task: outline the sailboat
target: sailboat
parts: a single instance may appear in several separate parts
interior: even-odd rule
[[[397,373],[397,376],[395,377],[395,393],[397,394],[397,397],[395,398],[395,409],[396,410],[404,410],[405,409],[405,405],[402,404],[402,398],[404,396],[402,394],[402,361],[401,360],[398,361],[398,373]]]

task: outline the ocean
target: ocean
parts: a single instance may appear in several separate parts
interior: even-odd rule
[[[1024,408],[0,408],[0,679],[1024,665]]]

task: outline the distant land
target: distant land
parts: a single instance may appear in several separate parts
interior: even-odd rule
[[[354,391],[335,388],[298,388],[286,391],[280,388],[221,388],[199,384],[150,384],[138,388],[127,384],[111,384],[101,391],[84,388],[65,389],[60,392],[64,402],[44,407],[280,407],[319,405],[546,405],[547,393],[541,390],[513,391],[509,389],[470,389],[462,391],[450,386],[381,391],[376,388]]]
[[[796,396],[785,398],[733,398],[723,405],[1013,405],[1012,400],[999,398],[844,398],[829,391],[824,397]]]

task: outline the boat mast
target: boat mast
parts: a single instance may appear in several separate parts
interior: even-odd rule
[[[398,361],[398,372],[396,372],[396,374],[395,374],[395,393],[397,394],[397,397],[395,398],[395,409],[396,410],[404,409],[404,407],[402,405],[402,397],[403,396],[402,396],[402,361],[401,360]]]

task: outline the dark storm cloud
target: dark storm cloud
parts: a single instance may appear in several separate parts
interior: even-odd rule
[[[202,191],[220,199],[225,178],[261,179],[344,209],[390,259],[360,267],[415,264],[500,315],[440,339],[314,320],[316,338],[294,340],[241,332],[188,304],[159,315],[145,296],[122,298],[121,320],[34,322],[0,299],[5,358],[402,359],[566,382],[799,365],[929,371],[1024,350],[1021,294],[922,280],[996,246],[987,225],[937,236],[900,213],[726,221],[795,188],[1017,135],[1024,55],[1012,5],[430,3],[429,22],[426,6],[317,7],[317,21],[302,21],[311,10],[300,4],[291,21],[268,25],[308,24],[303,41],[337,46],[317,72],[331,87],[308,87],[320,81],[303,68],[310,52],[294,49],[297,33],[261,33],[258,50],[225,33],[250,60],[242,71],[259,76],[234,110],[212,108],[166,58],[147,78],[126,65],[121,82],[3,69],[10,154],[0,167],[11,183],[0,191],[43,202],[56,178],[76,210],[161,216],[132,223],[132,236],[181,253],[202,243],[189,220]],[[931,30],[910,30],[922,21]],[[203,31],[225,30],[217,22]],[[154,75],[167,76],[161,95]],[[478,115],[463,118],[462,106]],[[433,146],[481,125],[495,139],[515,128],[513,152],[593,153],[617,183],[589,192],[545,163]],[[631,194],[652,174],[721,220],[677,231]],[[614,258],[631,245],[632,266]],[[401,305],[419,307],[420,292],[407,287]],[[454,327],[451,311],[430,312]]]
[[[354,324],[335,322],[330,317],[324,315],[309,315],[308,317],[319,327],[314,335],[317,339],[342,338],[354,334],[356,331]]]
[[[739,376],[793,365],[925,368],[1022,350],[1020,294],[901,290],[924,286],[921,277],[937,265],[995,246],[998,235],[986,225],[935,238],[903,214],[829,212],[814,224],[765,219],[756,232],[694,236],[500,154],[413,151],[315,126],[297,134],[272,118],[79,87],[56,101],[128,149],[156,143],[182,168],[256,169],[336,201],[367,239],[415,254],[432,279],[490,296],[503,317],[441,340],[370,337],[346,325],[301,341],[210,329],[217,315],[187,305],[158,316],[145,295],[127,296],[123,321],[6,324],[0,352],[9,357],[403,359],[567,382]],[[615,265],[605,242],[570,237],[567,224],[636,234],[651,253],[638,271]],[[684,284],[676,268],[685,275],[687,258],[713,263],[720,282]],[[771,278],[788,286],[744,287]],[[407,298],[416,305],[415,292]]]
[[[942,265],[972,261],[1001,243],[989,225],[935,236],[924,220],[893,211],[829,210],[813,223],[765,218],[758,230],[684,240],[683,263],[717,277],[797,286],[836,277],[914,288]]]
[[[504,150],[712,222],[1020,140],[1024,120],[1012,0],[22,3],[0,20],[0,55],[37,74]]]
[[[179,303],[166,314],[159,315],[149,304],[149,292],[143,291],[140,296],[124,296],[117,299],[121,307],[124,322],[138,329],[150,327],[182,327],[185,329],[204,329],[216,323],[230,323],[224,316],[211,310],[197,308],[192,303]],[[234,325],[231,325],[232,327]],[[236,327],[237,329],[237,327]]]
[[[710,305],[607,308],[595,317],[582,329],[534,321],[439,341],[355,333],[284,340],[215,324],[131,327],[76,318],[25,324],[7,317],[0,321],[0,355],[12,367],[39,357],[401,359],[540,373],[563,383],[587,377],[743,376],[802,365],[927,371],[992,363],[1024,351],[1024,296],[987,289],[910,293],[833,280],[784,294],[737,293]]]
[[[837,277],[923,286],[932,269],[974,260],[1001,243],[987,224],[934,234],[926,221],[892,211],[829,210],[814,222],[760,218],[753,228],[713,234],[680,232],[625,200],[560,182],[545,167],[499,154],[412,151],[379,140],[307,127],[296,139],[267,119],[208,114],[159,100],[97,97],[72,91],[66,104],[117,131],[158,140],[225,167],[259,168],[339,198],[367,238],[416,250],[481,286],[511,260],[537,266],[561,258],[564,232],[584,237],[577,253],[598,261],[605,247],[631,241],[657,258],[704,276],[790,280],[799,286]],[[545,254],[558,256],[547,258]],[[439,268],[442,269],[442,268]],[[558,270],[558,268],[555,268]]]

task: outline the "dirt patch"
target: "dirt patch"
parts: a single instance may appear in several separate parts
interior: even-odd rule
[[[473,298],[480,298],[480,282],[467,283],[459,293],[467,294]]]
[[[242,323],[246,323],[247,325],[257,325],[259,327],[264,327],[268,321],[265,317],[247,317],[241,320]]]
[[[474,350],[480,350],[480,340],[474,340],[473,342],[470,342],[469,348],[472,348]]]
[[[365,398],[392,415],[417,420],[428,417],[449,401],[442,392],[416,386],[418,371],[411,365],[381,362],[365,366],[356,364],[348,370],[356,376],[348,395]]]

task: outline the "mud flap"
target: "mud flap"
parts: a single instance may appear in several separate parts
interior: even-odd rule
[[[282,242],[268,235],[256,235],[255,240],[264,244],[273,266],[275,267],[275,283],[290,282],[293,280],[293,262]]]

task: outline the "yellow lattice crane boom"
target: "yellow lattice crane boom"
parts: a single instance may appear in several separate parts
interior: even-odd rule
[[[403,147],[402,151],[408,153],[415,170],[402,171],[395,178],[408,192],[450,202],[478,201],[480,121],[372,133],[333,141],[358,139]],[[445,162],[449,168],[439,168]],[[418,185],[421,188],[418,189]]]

_ _ _ _

REQUIRED WORK:
Return the total number of lines in the records that contain "patch", without any explanation.

RESPONSE FOR THIS EXERCISE:
2